Source records

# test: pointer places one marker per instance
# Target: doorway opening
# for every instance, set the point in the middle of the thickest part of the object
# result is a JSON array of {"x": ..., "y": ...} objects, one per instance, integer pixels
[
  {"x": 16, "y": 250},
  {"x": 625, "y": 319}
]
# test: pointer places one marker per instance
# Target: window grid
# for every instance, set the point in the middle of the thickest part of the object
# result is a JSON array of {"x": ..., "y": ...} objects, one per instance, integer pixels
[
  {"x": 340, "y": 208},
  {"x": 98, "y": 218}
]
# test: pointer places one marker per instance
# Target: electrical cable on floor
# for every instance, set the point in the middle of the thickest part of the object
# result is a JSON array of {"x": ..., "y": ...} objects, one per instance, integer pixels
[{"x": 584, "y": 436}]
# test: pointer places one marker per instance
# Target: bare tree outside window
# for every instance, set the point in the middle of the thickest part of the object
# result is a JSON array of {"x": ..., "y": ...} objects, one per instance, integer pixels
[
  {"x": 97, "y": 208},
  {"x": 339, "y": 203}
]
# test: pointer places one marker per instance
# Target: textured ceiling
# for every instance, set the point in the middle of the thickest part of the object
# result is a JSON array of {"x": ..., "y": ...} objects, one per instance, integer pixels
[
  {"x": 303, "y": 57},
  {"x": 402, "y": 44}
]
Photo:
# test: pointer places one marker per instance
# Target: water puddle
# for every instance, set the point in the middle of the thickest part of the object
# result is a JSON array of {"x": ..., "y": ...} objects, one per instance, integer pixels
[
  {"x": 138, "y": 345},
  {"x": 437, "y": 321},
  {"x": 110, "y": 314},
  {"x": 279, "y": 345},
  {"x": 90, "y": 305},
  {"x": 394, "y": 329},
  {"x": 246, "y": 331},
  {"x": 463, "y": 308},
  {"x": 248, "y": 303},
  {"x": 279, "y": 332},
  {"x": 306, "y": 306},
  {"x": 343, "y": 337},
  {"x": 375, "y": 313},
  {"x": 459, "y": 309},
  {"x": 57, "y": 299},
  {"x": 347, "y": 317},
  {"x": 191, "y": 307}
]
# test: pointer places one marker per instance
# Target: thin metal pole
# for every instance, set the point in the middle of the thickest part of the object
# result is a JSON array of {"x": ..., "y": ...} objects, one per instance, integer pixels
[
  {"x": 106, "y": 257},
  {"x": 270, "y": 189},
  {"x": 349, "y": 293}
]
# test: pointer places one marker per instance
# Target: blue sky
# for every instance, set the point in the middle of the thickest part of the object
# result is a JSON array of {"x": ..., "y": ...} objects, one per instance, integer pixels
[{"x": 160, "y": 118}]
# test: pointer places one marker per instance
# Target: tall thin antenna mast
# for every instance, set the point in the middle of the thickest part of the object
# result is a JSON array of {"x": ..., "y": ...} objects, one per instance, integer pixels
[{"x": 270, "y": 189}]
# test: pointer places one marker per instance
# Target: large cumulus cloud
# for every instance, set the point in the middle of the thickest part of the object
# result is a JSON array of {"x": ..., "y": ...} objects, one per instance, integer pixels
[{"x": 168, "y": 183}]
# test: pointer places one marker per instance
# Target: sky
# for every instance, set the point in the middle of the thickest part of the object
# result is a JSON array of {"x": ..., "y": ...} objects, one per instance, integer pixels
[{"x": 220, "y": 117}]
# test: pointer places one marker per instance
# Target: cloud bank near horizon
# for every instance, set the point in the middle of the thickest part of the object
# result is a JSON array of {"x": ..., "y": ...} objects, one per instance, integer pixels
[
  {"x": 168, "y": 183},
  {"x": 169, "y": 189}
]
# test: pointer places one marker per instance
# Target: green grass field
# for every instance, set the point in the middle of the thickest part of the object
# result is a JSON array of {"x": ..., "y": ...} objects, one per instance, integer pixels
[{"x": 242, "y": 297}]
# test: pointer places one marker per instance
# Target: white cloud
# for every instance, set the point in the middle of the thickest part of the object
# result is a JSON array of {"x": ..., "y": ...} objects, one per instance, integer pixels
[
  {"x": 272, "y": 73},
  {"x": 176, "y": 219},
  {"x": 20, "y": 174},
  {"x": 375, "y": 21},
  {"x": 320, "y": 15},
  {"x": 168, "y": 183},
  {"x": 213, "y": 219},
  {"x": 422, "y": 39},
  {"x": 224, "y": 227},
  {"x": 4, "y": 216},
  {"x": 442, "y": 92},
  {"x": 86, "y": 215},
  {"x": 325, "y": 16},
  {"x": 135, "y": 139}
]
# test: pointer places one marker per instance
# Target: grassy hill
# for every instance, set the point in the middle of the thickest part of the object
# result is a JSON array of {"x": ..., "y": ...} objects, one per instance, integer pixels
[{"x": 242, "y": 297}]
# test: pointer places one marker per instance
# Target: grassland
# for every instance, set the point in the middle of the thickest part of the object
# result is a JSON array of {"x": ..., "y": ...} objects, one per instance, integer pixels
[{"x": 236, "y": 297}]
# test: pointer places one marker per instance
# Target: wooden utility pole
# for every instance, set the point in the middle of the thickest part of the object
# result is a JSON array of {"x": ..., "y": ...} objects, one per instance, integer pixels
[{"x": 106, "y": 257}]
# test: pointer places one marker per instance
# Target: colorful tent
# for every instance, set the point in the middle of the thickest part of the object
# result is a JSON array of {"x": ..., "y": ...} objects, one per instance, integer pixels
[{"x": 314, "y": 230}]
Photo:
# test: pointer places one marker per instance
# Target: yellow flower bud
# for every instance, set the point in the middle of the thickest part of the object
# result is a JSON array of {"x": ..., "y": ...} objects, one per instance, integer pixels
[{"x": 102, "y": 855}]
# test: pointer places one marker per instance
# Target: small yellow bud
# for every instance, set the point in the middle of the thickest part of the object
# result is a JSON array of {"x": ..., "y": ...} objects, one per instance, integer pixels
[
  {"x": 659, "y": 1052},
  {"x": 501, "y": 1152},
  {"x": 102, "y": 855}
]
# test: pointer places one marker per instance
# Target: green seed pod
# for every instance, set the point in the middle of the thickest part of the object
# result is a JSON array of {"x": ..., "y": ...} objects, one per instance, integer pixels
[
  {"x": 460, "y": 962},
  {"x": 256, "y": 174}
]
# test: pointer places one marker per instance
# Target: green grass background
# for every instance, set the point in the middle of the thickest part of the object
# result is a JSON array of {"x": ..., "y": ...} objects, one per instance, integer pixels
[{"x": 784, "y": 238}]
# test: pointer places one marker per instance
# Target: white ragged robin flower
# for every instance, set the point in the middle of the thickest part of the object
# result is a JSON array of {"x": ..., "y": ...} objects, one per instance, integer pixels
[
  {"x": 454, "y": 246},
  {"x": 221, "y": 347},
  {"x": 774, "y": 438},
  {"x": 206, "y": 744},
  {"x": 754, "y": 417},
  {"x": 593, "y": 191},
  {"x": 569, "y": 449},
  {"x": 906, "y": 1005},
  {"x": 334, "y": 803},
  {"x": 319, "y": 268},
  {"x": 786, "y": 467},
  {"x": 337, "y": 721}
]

#### Problem statement:
Return every line from the entries that holds the string "flower".

#### Solution below:
# Target: yellow flower bud
# Target: white ragged robin flower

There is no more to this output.